◆ Action item ◆
The number of lines below that contain the word "blurred" is all that the answer should hold.
Start of Material provided
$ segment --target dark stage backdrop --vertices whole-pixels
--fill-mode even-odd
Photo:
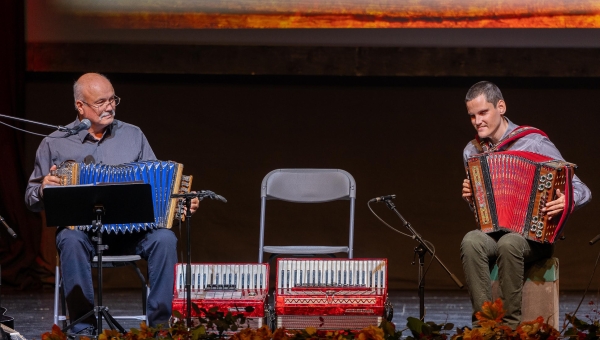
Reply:
[[[78,76],[29,73],[26,118],[52,124],[72,121],[71,85]],[[108,77],[123,98],[117,118],[140,126],[159,159],[183,163],[185,172],[194,175],[193,188],[210,189],[229,200],[203,201],[193,217],[194,262],[257,261],[260,184],[269,171],[340,168],[357,182],[356,258],[388,258],[390,286],[416,289],[417,268],[411,265],[415,242],[386,228],[367,208],[370,198],[397,194],[399,211],[464,282],[459,244],[475,222],[460,197],[462,150],[474,136],[463,100],[468,87],[481,79]],[[503,89],[507,116],[548,133],[597,194],[597,83],[492,80]],[[27,176],[40,140],[27,137]],[[308,244],[344,244],[348,214],[346,202],[338,203],[270,202],[267,243],[303,239]],[[600,233],[597,207],[592,201],[575,213],[567,239],[558,242],[561,289],[583,289],[589,279],[600,250],[600,245],[587,244]],[[385,206],[374,208],[404,231]],[[180,249],[185,249],[181,241],[185,237],[180,237]],[[109,285],[131,281],[111,272],[105,272]],[[426,287],[456,289],[437,263],[431,264]]]

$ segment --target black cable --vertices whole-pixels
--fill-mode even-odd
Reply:
[[[579,307],[581,307],[581,304],[583,303],[583,300],[585,299],[585,295],[587,294],[587,291],[590,288],[590,285],[592,284],[592,280],[594,279],[594,274],[596,273],[596,268],[598,268],[598,261],[600,261],[600,253],[598,253],[598,257],[596,258],[596,263],[594,264],[594,270],[592,270],[592,275],[590,276],[590,281],[588,282],[587,287],[585,287],[585,291],[583,292],[583,296],[581,297],[581,300],[579,301],[577,308],[575,308],[575,311],[573,312],[573,317],[575,317],[575,314],[577,314],[577,311],[579,311]],[[565,319],[565,323],[563,325],[563,329],[560,331],[560,334],[564,333],[564,331],[567,329],[567,326],[569,325],[569,323],[570,323],[569,319]]]
[[[9,128],[12,128],[12,129],[15,129],[15,130],[18,130],[18,131],[21,131],[21,132],[25,132],[25,133],[29,133],[29,134],[35,135],[35,136],[48,137],[48,138],[64,138],[64,137],[66,137],[66,136],[55,136],[54,137],[54,136],[50,136],[50,135],[43,135],[41,133],[32,132],[32,131],[28,131],[28,130],[25,130],[25,129],[18,128],[16,126],[12,126],[12,125],[7,124],[7,123],[5,123],[3,121],[0,121],[0,124],[8,126]]]
[[[373,211],[373,208],[371,208],[371,201],[367,202],[367,206],[369,207],[369,210],[371,210],[371,213],[373,215],[375,215],[375,217],[377,217],[377,219],[379,221],[381,221],[381,223],[383,223],[385,226],[387,226],[388,228],[392,229],[393,231],[397,232],[400,235],[409,237],[413,240],[415,239],[415,236],[401,232],[400,230],[389,225],[381,217],[379,217],[379,215],[377,215],[375,213],[375,211]],[[418,286],[421,286],[421,284],[423,283],[423,280],[425,280],[425,276],[427,276],[427,272],[429,272],[429,268],[431,268],[431,264],[433,263],[433,260],[435,259],[435,246],[433,245],[433,243],[423,239],[422,237],[421,237],[421,239],[423,240],[423,243],[425,243],[426,246],[429,247],[429,249],[431,250],[431,260],[429,260],[429,264],[427,265],[427,267],[425,268],[425,271],[423,272],[423,277],[419,278]],[[426,315],[426,312],[423,314],[423,318],[421,319],[421,321],[423,321],[425,319],[425,315]]]
[[[425,279],[425,276],[427,276],[427,272],[429,271],[429,268],[431,267],[431,264],[433,263],[433,260],[435,259],[435,247],[433,246],[433,243],[427,241],[427,240],[423,240],[423,243],[427,243],[427,246],[429,247],[429,249],[431,249],[431,260],[429,260],[429,264],[427,265],[427,267],[425,268],[425,271],[423,272],[423,278],[421,279],[421,281],[419,281],[419,286],[421,285],[421,283],[423,283],[423,280]]]
[[[381,217],[379,217],[379,215],[377,215],[377,214],[375,213],[375,211],[373,211],[373,208],[371,208],[371,202],[367,202],[367,206],[369,207],[369,210],[371,210],[371,213],[373,213],[373,215],[375,215],[375,217],[377,217],[377,219],[378,219],[379,221],[381,221],[381,223],[383,223],[385,226],[387,226],[388,228],[392,229],[393,231],[397,232],[397,233],[398,233],[398,234],[400,234],[400,235],[404,235],[404,236],[406,236],[406,237],[410,237],[410,238],[412,238],[413,240],[415,239],[415,238],[414,238],[414,236],[412,236],[412,235],[409,235],[409,234],[406,234],[406,233],[403,233],[403,232],[401,232],[400,230],[398,230],[398,229],[396,229],[396,228],[392,227],[391,225],[387,224],[387,222],[385,222],[385,221],[384,221],[384,220],[383,220]]]
[[[5,125],[5,126],[8,126],[9,128],[13,128],[13,129],[15,129],[15,130],[19,130],[19,131],[21,131],[21,132],[30,133],[30,134],[32,134],[32,135],[36,135],[36,136],[42,136],[42,137],[48,137],[48,135],[42,135],[41,133],[36,133],[36,132],[27,131],[27,130],[24,130],[24,129],[18,128],[18,127],[16,127],[16,126],[12,126],[12,125],[10,125],[10,124],[7,124],[7,123],[5,123],[5,122],[2,122],[2,121],[0,121],[0,124],[2,124],[2,125]]]

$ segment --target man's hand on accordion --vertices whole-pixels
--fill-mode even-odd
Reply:
[[[560,192],[560,189],[556,189],[556,199],[546,203],[546,207],[542,208],[542,211],[548,216],[548,221],[552,219],[552,216],[560,215],[565,209],[565,194]]]
[[[44,176],[44,179],[42,180],[42,186],[40,187],[40,197],[44,196],[44,188],[47,185],[60,185],[60,178],[53,175],[53,171],[56,171],[56,165],[53,165],[50,168],[50,173]]]
[[[471,181],[463,180],[462,197],[467,203],[473,204],[473,194],[471,193]]]
[[[196,210],[198,210],[198,207],[200,206],[200,200],[198,199],[198,197],[194,197],[192,198],[192,202],[190,204],[190,211],[193,213],[196,212]],[[185,207],[185,209],[187,209],[187,207]]]

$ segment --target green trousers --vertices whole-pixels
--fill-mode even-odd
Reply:
[[[525,264],[551,257],[553,251],[552,245],[528,241],[517,233],[468,232],[460,245],[460,257],[473,305],[473,326],[477,326],[475,313],[484,302],[492,301],[490,271],[497,263],[505,310],[502,321],[515,329],[521,322]]]

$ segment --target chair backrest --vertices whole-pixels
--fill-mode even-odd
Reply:
[[[340,169],[277,169],[269,172],[261,184],[260,249],[263,260],[266,201],[277,199],[294,203],[350,201],[348,257],[352,258],[354,243],[354,206],[356,182]]]

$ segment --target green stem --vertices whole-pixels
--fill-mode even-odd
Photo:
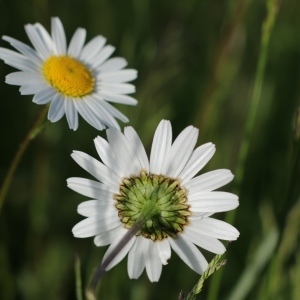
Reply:
[[[15,154],[15,157],[13,158],[13,160],[12,160],[10,166],[9,166],[8,172],[5,176],[5,179],[4,179],[3,184],[1,186],[1,189],[0,189],[0,211],[1,211],[1,208],[2,208],[3,203],[5,201],[5,198],[6,198],[8,190],[9,190],[12,178],[14,176],[14,173],[15,173],[15,171],[16,171],[19,163],[20,163],[20,160],[21,160],[25,150],[27,149],[29,143],[44,128],[43,121],[44,121],[44,117],[46,115],[47,110],[48,110],[48,106],[46,105],[46,106],[43,107],[43,109],[41,110],[41,112],[38,115],[37,119],[34,121],[31,128],[27,132],[24,140],[20,144],[19,149],[18,149],[17,153]]]
[[[260,44],[260,52],[255,74],[254,87],[250,99],[249,113],[245,125],[244,138],[242,140],[241,149],[239,152],[237,169],[235,171],[235,188],[234,192],[240,194],[241,183],[245,173],[245,163],[249,154],[251,136],[253,134],[255,119],[257,115],[257,108],[261,96],[262,85],[264,81],[264,74],[266,62],[268,57],[268,48],[272,30],[274,27],[276,15],[278,12],[278,0],[267,1],[267,16],[262,26],[262,36]],[[226,222],[233,223],[236,211],[231,211],[226,215]],[[210,285],[208,300],[216,300],[218,298],[218,290],[221,282],[222,270],[218,272],[217,276],[213,277]]]
[[[100,278],[104,275],[105,269],[114,260],[122,248],[133,238],[133,236],[141,229],[145,220],[136,221],[133,226],[127,231],[124,237],[121,239],[115,249],[108,255],[108,257],[98,266],[95,270],[90,285],[86,291],[86,297],[88,300],[96,300],[96,288]]]
[[[82,300],[80,259],[78,256],[76,256],[75,258],[75,282],[76,282],[76,300]]]

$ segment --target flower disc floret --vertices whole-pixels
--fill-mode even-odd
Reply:
[[[95,79],[87,67],[69,56],[51,56],[43,67],[46,80],[65,96],[83,97],[93,92]]]
[[[176,238],[188,224],[190,216],[186,190],[179,180],[148,174],[123,179],[120,193],[115,195],[118,216],[125,228],[135,222],[143,226],[137,233],[152,241],[168,236]]]

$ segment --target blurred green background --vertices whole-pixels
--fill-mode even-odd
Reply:
[[[276,1],[274,1],[276,2]],[[62,20],[68,41],[77,27],[87,40],[107,37],[139,72],[136,107],[119,105],[149,153],[154,130],[164,118],[174,136],[192,124],[198,145],[217,152],[204,171],[228,168],[240,176],[222,190],[238,193],[231,218],[240,238],[226,253],[228,263],[205,282],[198,299],[300,299],[300,2],[279,1],[271,32],[262,90],[251,136],[245,134],[253,108],[253,87],[261,55],[266,1],[0,0],[0,34],[29,43],[27,23],[50,29]],[[1,47],[9,48],[4,41]],[[1,181],[41,107],[32,96],[4,83],[14,69],[0,62]],[[299,113],[299,111],[298,111]],[[300,114],[300,113],[299,113]],[[253,114],[251,115],[253,116]],[[122,124],[123,126],[123,124]],[[97,157],[93,138],[104,136],[83,119],[50,124],[27,149],[0,212],[0,299],[76,299],[75,257],[83,287],[106,247],[75,239],[76,208],[85,197],[66,187],[68,177],[89,177],[71,159],[72,150]],[[240,164],[241,147],[250,141]],[[204,253],[210,260],[213,255]],[[158,283],[145,272],[127,275],[127,259],[110,270],[99,299],[178,299],[199,276],[176,254]]]

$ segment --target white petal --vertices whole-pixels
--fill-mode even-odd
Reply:
[[[172,127],[170,121],[162,120],[154,134],[151,155],[150,172],[161,174],[166,156],[169,154],[172,143]]]
[[[213,218],[190,220],[190,226],[196,228],[199,234],[221,240],[234,241],[240,235],[232,225]]]
[[[195,192],[188,196],[192,212],[224,212],[238,207],[238,196],[226,192]]]
[[[197,228],[186,226],[183,234],[192,243],[212,253],[223,254],[226,251],[226,248],[218,239],[199,234]]]
[[[40,59],[40,57],[38,56],[36,51],[33,50],[28,45],[14,39],[14,38],[11,38],[9,36],[3,36],[2,39],[9,42],[19,52],[21,52],[23,55],[28,57],[32,61],[32,63],[35,64],[37,67],[42,64],[42,60]]]
[[[42,90],[40,90],[34,95],[32,102],[39,105],[46,104],[52,101],[52,99],[56,94],[57,92],[52,86],[46,86],[45,88],[43,88]]]
[[[121,167],[124,174],[127,176],[138,175],[142,166],[136,156],[133,145],[131,145],[128,142],[128,139],[115,128],[107,129],[106,135],[111,149],[115,153],[118,165]]]
[[[95,36],[84,46],[80,54],[80,60],[83,60],[85,62],[91,62],[95,58],[95,56],[101,51],[105,43],[106,38],[104,38],[101,35]]]
[[[77,101],[77,100],[74,100]],[[65,100],[65,113],[68,120],[70,129],[74,131],[78,128],[78,113],[74,105],[74,101],[71,98]]]
[[[35,85],[36,82],[43,83],[45,85],[45,81],[37,72],[14,72],[10,73],[5,77],[5,82],[12,85]]]
[[[111,72],[111,71],[118,71],[127,66],[127,61],[123,57],[114,57],[107,60],[99,67],[99,71],[101,72]]]
[[[99,67],[101,67],[101,64],[105,62],[115,51],[115,47],[111,45],[105,46],[100,53],[97,54],[97,56],[93,59],[92,67],[94,69],[97,69],[97,72],[99,71]]]
[[[111,116],[121,120],[124,123],[127,123],[129,120],[128,118],[122,114],[119,110],[117,110],[115,107],[113,107],[111,104],[107,103],[106,101],[101,101],[102,107],[104,107]]]
[[[84,170],[89,172],[99,181],[112,188],[119,189],[121,178],[100,161],[80,151],[73,151],[71,156]]]
[[[128,254],[127,269],[130,279],[138,279],[145,268],[148,244],[144,237],[137,237]]]
[[[99,235],[120,226],[120,219],[116,212],[106,211],[105,214],[86,218],[76,224],[72,232],[75,237],[86,238]]]
[[[233,179],[230,170],[220,169],[197,176],[185,184],[189,195],[196,191],[213,191],[227,184]]]
[[[39,24],[39,26],[42,25]],[[27,24],[25,25],[25,31],[40,58],[45,60],[47,57],[49,57],[53,49],[49,49],[49,47],[47,47],[47,44],[40,34],[41,31],[39,27],[37,25]]]
[[[158,256],[155,243],[149,239],[147,239],[147,243],[148,252],[147,255],[145,255],[146,272],[151,282],[157,282],[161,274],[162,263]]]
[[[168,239],[164,239],[162,241],[157,241],[155,243],[158,256],[163,265],[168,264],[168,260],[171,257],[171,247]]]
[[[132,94],[135,86],[130,83],[100,83],[99,90],[114,94]]]
[[[81,195],[105,201],[106,203],[113,201],[113,194],[118,192],[117,188],[86,178],[68,178],[67,186]]]
[[[100,73],[97,79],[105,83],[122,83],[136,79],[137,71],[132,69],[126,69],[115,72]]]
[[[182,235],[177,239],[169,238],[169,242],[177,255],[195,272],[202,274],[208,263],[198,248]]]
[[[51,35],[56,47],[57,55],[65,55],[67,42],[64,27],[59,18],[51,18]]]
[[[182,179],[183,185],[193,178],[207,164],[215,151],[215,145],[212,143],[204,144],[193,151],[188,163],[178,175],[178,177]]]
[[[84,28],[77,28],[74,32],[68,48],[68,55],[79,57],[82,47],[85,42],[86,30]]]
[[[127,105],[136,105],[137,100],[128,96],[128,95],[119,95],[114,93],[108,93],[105,91],[100,91],[99,96],[103,97],[105,100],[109,102],[127,104]]]
[[[122,238],[124,237],[124,235],[126,234],[126,232],[128,232],[128,230],[122,228],[122,233],[112,242],[112,244],[109,246],[109,248],[107,249],[102,262],[105,261],[105,259],[109,256],[109,254],[111,254],[111,252],[113,250],[115,250],[116,246],[119,244],[119,242],[122,240]],[[119,253],[116,255],[116,257],[112,260],[112,262],[107,266],[107,268],[105,269],[106,271],[110,270],[111,268],[113,268],[116,264],[118,264],[125,256],[126,254],[130,251],[130,249],[132,248],[132,245],[134,244],[136,240],[136,236],[133,236],[128,242],[127,244],[119,251]]]
[[[30,59],[15,51],[0,48],[0,58],[7,65],[10,65],[21,71],[37,71],[37,66]]]
[[[96,235],[94,238],[94,243],[97,247],[106,246],[111,244],[120,234],[122,234],[122,225],[117,226],[109,231],[102,232]]]
[[[48,119],[51,122],[60,120],[65,114],[64,102],[64,98],[59,93],[53,98],[48,111]]]
[[[193,126],[185,128],[174,141],[166,162],[163,173],[176,178],[189,160],[196,145],[199,130]]]
[[[120,126],[115,118],[112,116],[110,111],[106,108],[106,102],[103,99],[95,98],[92,96],[86,97],[88,101],[86,103],[89,107],[97,112],[97,117],[101,120],[101,122],[111,128],[117,128],[120,130]]]
[[[45,45],[44,47],[46,48],[47,57],[53,55],[55,52],[55,46],[49,32],[40,23],[35,23],[33,26]]]
[[[32,83],[23,84],[19,91],[21,95],[33,95],[45,87],[45,82],[41,80],[36,80]]]
[[[100,117],[98,116],[97,110],[91,109],[89,105],[89,99],[79,99],[74,101],[77,111],[79,114],[88,122],[90,125],[98,130],[103,130],[105,125],[102,123]]]
[[[108,203],[108,201],[89,200],[80,203],[78,205],[77,212],[84,217],[92,217],[106,213],[118,215],[118,211],[113,204],[114,201],[112,199],[110,203]]]
[[[128,126],[124,128],[124,135],[127,138],[129,144],[135,149],[135,155],[140,161],[141,169],[149,172],[149,160],[138,134],[133,127]]]
[[[114,170],[116,174],[121,177],[126,176],[126,173],[121,169],[118,159],[112,150],[110,144],[102,137],[98,136],[94,139],[97,153],[103,163],[110,169]]]

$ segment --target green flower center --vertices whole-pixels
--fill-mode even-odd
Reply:
[[[176,238],[188,224],[191,215],[187,192],[177,179],[148,174],[123,179],[119,194],[115,195],[118,216],[129,229],[136,222],[142,227],[137,235],[155,240],[168,236]]]

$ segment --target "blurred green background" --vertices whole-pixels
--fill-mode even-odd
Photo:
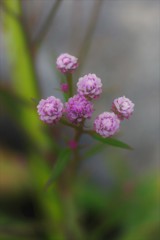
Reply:
[[[158,240],[158,0],[1,0],[0,240]],[[56,57],[103,82],[93,119],[126,95],[135,112],[118,139],[134,150],[81,139],[82,163],[45,189],[72,131],[40,122],[42,97],[63,100]],[[94,148],[95,146],[95,148]],[[71,181],[70,181],[71,179]]]

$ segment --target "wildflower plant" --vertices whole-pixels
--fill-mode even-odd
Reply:
[[[65,103],[54,96],[40,100],[37,109],[40,119],[49,125],[59,123],[71,127],[75,131],[74,138],[68,139],[67,146],[55,166],[55,174],[53,178],[60,175],[64,167],[67,165],[67,160],[73,154],[74,165],[81,160],[79,155],[79,140],[83,134],[88,134],[95,140],[104,144],[109,144],[114,147],[131,149],[131,147],[115,138],[113,135],[119,132],[121,121],[129,119],[134,111],[134,103],[125,96],[115,99],[111,105],[111,112],[99,114],[91,129],[86,128],[85,121],[92,117],[94,109],[94,100],[98,101],[102,93],[102,81],[94,73],[89,73],[80,77],[77,81],[77,90],[73,91],[73,73],[78,68],[78,59],[68,53],[61,54],[56,61],[57,69],[64,74],[66,82],[60,84],[60,89],[65,96]],[[75,85],[75,84],[74,84]],[[68,154],[70,151],[71,154]],[[66,158],[68,156],[68,159]],[[64,161],[65,159],[65,161]],[[59,167],[60,166],[60,167]],[[58,171],[58,174],[57,174]],[[55,175],[55,176],[54,176]]]
[[[23,238],[19,236],[19,233],[27,239],[98,240],[108,239],[111,235],[111,237],[116,239],[153,239],[156,237],[158,239],[159,224],[156,214],[158,208],[157,204],[155,204],[157,202],[158,179],[155,172],[153,174],[149,173],[149,175],[145,174],[143,178],[142,174],[140,174],[139,178],[136,177],[135,179],[133,172],[128,167],[123,169],[124,166],[121,165],[118,168],[120,172],[116,169],[115,181],[109,187],[107,187],[107,184],[105,188],[101,188],[99,183],[93,184],[92,181],[89,181],[90,184],[84,179],[85,176],[76,178],[76,181],[74,181],[74,173],[76,173],[80,161],[92,157],[106,144],[130,149],[129,145],[115,139],[114,136],[118,133],[120,125],[124,124],[126,119],[130,119],[132,116],[134,104],[125,96],[117,96],[113,100],[109,112],[107,112],[108,110],[104,106],[104,112],[95,117],[90,129],[87,128],[86,120],[88,121],[93,117],[93,111],[96,110],[94,102],[99,101],[98,98],[103,90],[103,81],[93,73],[79,76],[79,79],[75,79],[74,72],[78,67],[78,59],[69,54],[61,54],[57,58],[56,65],[61,76],[63,76],[63,80],[60,81],[60,90],[64,95],[64,101],[54,96],[42,99],[37,106],[37,114],[28,102],[30,97],[40,99],[40,89],[39,84],[37,84],[38,79],[36,79],[37,72],[34,63],[50,25],[53,25],[57,9],[65,1],[53,1],[52,6],[49,6],[48,16],[46,15],[43,23],[40,24],[38,31],[35,31],[36,34],[33,38],[26,31],[25,26],[27,22],[25,22],[26,18],[23,16],[25,10],[22,6],[23,1],[5,0],[1,2],[2,20],[5,26],[3,33],[9,39],[8,41],[5,38],[7,40],[5,40],[5,49],[8,54],[7,60],[10,58],[13,60],[11,61],[13,62],[13,67],[10,69],[11,88],[9,86],[1,86],[1,101],[2,105],[4,103],[5,106],[2,114],[4,113],[4,119],[8,119],[8,116],[11,116],[11,123],[13,117],[14,123],[18,126],[18,135],[23,133],[20,139],[17,136],[16,141],[25,140],[22,143],[22,146],[25,146],[24,150],[20,146],[21,151],[23,151],[20,152],[20,155],[19,152],[17,154],[13,151],[14,146],[12,146],[12,151],[9,155],[6,147],[4,148],[2,157],[4,157],[3,160],[7,160],[3,161],[7,163],[7,165],[4,165],[7,167],[7,171],[2,174],[5,177],[4,180],[8,183],[8,179],[11,177],[8,174],[10,173],[8,170],[10,169],[12,173],[13,170],[17,169],[17,163],[20,163],[21,160],[22,162],[25,161],[25,165],[23,164],[23,168],[19,169],[20,176],[13,174],[13,178],[18,177],[17,179],[21,179],[22,173],[25,173],[25,176],[23,176],[21,183],[16,181],[18,188],[14,188],[15,181],[12,185],[10,185],[12,182],[10,181],[9,186],[13,188],[8,188],[8,184],[7,186],[2,184],[2,191],[7,193],[9,189],[12,191],[15,189],[14,196],[11,191],[9,195],[4,194],[4,200],[7,199],[7,196],[10,196],[12,202],[12,196],[16,196],[20,203],[25,203],[25,209],[23,207],[25,212],[26,207],[27,210],[28,207],[30,209],[30,203],[33,203],[31,205],[35,207],[38,205],[38,208],[31,209],[31,213],[34,210],[33,213],[36,214],[32,214],[33,216],[30,219],[28,217],[25,218],[25,216],[23,219],[14,219],[16,231],[12,231],[13,216],[9,214],[8,210],[5,213],[5,209],[8,209],[8,204],[4,201],[4,211],[1,216],[2,222],[4,222],[4,231],[0,239],[5,237],[7,239]],[[32,5],[33,1],[30,2]],[[104,1],[94,2],[92,4],[93,13],[90,9],[91,17],[88,16],[88,19],[90,17],[89,23],[86,23],[86,33],[79,49],[78,55],[82,60],[79,69],[84,66]],[[64,15],[63,12],[62,15]],[[83,14],[81,15],[83,18]],[[33,50],[34,54],[32,54]],[[21,57],[17,54],[19,52]],[[78,71],[80,72],[79,69]],[[77,90],[74,91],[73,85],[77,86]],[[39,115],[47,131],[40,131],[40,121],[36,115]],[[62,139],[63,141],[60,145],[57,144],[56,137],[53,138],[52,135],[52,126],[53,129],[56,129],[58,125],[60,127],[63,126],[63,130],[67,130],[67,128],[72,129],[68,135],[66,132],[64,133],[66,136]],[[62,137],[62,133],[60,132],[60,137]],[[74,133],[73,137],[72,133]],[[88,134],[90,138],[94,138],[95,142],[92,141],[94,145],[82,145],[82,142],[79,140],[83,134]],[[82,148],[83,151],[81,151]],[[12,164],[11,166],[8,165],[10,155],[11,160],[16,160],[16,165],[13,165],[16,167],[15,169],[12,168]],[[17,162],[17,159],[20,161]],[[118,164],[119,160],[121,158],[118,159]],[[50,165],[53,161],[54,166],[52,170]],[[117,167],[115,163],[116,161],[114,161],[114,168]],[[8,166],[11,168],[9,167],[8,169]],[[63,170],[64,172],[61,174]],[[123,177],[122,173],[124,173]],[[50,188],[49,190],[47,189],[48,191],[44,191],[43,186],[48,177],[49,180],[46,187],[59,178],[57,182],[54,182],[54,189]],[[72,181],[70,181],[70,178]],[[25,179],[27,182],[25,181],[22,192],[20,186],[24,184]],[[19,190],[20,194],[17,195],[16,193]],[[22,197],[22,194],[24,197]],[[7,200],[7,202],[9,203],[10,201]],[[146,202],[149,204],[144,204]],[[19,206],[16,209],[21,211]],[[20,224],[22,220],[23,222]],[[7,230],[5,231],[5,229]],[[144,231],[145,229],[146,231]]]

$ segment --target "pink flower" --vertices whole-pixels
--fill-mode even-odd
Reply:
[[[62,92],[67,93],[68,90],[69,90],[68,84],[67,83],[62,83],[61,84],[61,90],[62,90]]]
[[[70,141],[68,142],[68,145],[69,145],[69,148],[72,149],[72,150],[76,149],[77,146],[78,146],[77,142],[76,142],[74,139],[73,139],[73,140],[70,140]]]
[[[78,67],[78,59],[68,53],[62,53],[57,58],[56,65],[62,73],[72,73]]]
[[[56,124],[63,114],[63,103],[53,96],[40,100],[38,106],[40,119],[47,124]]]
[[[94,121],[94,129],[102,137],[107,138],[114,135],[120,127],[120,120],[112,112],[100,114]]]
[[[134,103],[125,96],[115,99],[112,103],[112,111],[120,120],[129,119],[134,111]]]
[[[91,117],[93,104],[84,96],[75,95],[69,98],[65,104],[65,112],[70,122],[78,124],[84,119]]]
[[[99,97],[102,92],[101,79],[91,73],[79,78],[77,87],[78,93],[89,99]]]

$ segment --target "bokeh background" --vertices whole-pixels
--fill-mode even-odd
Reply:
[[[4,0],[0,6],[0,239],[158,240],[160,2]],[[106,146],[89,154],[69,200],[58,188],[43,188],[55,142],[62,147],[70,132],[49,130],[36,114],[41,97],[63,100],[55,68],[63,52],[79,58],[75,84],[87,73],[102,79],[88,126],[116,97],[135,103],[117,136],[134,150]],[[95,141],[85,136],[81,144]]]

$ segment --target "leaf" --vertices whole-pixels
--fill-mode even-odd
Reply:
[[[21,1],[5,0],[3,2],[5,9],[9,9],[10,13],[15,13],[18,17],[22,16]],[[12,112],[14,112],[14,110],[19,111],[17,118],[21,123],[21,127],[25,129],[28,136],[32,138],[40,149],[46,150],[50,147],[48,136],[40,131],[41,123],[36,109],[32,107],[30,101],[31,98],[40,99],[41,97],[34,59],[32,59],[32,54],[28,48],[25,31],[23,29],[23,21],[18,21],[13,17],[13,14],[11,15],[6,11],[4,11],[3,21],[5,28],[4,39],[12,76],[11,85],[15,96],[17,96],[14,106],[17,104],[18,99],[21,99],[21,102],[26,102],[26,105],[18,103],[18,107],[16,106],[16,108],[12,106],[12,102]],[[2,97],[6,99],[7,96],[3,94]]]
[[[53,168],[52,175],[50,179],[47,181],[45,188],[48,188],[64,171],[65,167],[67,166],[69,160],[71,159],[71,150],[68,148],[65,148],[62,150],[58,156],[58,159],[55,163],[55,166]]]
[[[97,154],[98,152],[102,151],[103,149],[104,149],[104,144],[98,143],[92,146],[88,151],[86,151],[83,159],[90,158],[93,155]]]
[[[96,139],[96,140],[98,140],[98,141],[100,141],[102,143],[106,143],[108,145],[111,145],[111,146],[114,146],[114,147],[118,147],[118,148],[132,150],[132,148],[128,144],[126,144],[126,143],[124,143],[122,141],[119,141],[119,140],[117,140],[115,138],[110,138],[110,137],[109,138],[102,138],[101,136],[99,136],[96,133],[91,133],[91,136],[94,139]]]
End of Material provided
◆ Result ◆
2